Natural language region descriptions:
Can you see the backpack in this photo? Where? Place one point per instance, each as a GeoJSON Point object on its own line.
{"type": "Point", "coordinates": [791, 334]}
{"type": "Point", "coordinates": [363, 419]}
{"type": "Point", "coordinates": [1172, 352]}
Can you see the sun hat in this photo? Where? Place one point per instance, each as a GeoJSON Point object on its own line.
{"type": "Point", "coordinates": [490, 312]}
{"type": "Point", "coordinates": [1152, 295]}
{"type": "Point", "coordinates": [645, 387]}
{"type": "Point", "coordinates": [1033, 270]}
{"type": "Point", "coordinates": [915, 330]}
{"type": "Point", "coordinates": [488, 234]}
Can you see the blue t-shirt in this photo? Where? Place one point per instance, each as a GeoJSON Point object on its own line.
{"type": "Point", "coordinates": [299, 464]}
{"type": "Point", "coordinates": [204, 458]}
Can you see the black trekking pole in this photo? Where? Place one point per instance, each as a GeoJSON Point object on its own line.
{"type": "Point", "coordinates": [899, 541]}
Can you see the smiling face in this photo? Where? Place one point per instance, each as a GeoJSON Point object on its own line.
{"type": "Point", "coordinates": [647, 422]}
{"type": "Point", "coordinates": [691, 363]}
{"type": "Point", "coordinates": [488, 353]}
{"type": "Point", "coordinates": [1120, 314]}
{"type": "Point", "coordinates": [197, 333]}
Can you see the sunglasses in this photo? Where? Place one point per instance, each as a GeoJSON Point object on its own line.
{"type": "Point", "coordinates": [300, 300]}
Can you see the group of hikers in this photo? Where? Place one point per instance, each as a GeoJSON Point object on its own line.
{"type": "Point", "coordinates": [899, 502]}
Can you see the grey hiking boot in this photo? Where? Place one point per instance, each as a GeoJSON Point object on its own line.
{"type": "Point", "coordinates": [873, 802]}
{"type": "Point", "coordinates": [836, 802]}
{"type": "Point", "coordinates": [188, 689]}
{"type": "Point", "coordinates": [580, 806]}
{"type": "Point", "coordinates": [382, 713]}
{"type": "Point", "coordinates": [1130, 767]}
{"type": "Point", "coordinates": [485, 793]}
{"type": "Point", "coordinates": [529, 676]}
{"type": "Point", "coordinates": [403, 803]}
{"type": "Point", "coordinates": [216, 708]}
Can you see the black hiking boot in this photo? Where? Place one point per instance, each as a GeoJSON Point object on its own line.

## Problem details
A faithful retyping of every entry above is the task.

## Written answer
Can you see the backpack in this photo? Where? Place one point per instance, each as a GeoJSON Point object on its own line.
{"type": "Point", "coordinates": [791, 334]}
{"type": "Point", "coordinates": [363, 419]}
{"type": "Point", "coordinates": [1172, 352]}
Can you see the sun hat in this photo? Where? Place one point per instance, each as a GeoJSON Point object on its own line.
{"type": "Point", "coordinates": [490, 312]}
{"type": "Point", "coordinates": [1152, 295]}
{"type": "Point", "coordinates": [645, 387]}
{"type": "Point", "coordinates": [1033, 270]}
{"type": "Point", "coordinates": [915, 330]}
{"type": "Point", "coordinates": [488, 234]}
Can you see the blue t-shirt in this photo? Where? Place one point per instance, each as a GeoJSON Point object on its own line.
{"type": "Point", "coordinates": [299, 464]}
{"type": "Point", "coordinates": [204, 458]}
Can you see the black trekking pole in this photo? Where? Place one point per instance, each as a GeoJSON Point object on its own line.
{"type": "Point", "coordinates": [899, 541]}
Can you see the smiling face in this photo? Where? Place one point per instance, each as a GeoJSON Point object on its own line.
{"type": "Point", "coordinates": [647, 422]}
{"type": "Point", "coordinates": [691, 363]}
{"type": "Point", "coordinates": [488, 353]}
{"type": "Point", "coordinates": [1120, 314]}
{"type": "Point", "coordinates": [197, 333]}
Can you see the sunglasses in this photo? Where? Place one point per instance, each as a GeoJSON Point object on its own line.
{"type": "Point", "coordinates": [300, 300]}
Can you see the group of hikers in this photo? Where? Place one point per instance, each as a GeoJSON Point object on its own line.
{"type": "Point", "coordinates": [899, 502]}
Can you see the grey hiking boot in this photo? Where? Place one point per instance, each as a GeoJSON Point object on its own line.
{"type": "Point", "coordinates": [873, 802]}
{"type": "Point", "coordinates": [836, 802]}
{"type": "Point", "coordinates": [188, 689]}
{"type": "Point", "coordinates": [580, 806]}
{"type": "Point", "coordinates": [382, 713]}
{"type": "Point", "coordinates": [1130, 767]}
{"type": "Point", "coordinates": [485, 793]}
{"type": "Point", "coordinates": [529, 676]}
{"type": "Point", "coordinates": [403, 803]}
{"type": "Point", "coordinates": [216, 708]}
Can you see the black hiking boot in this photo? Where? Place one point per instance, each as a GeoJSON Point object on its own line.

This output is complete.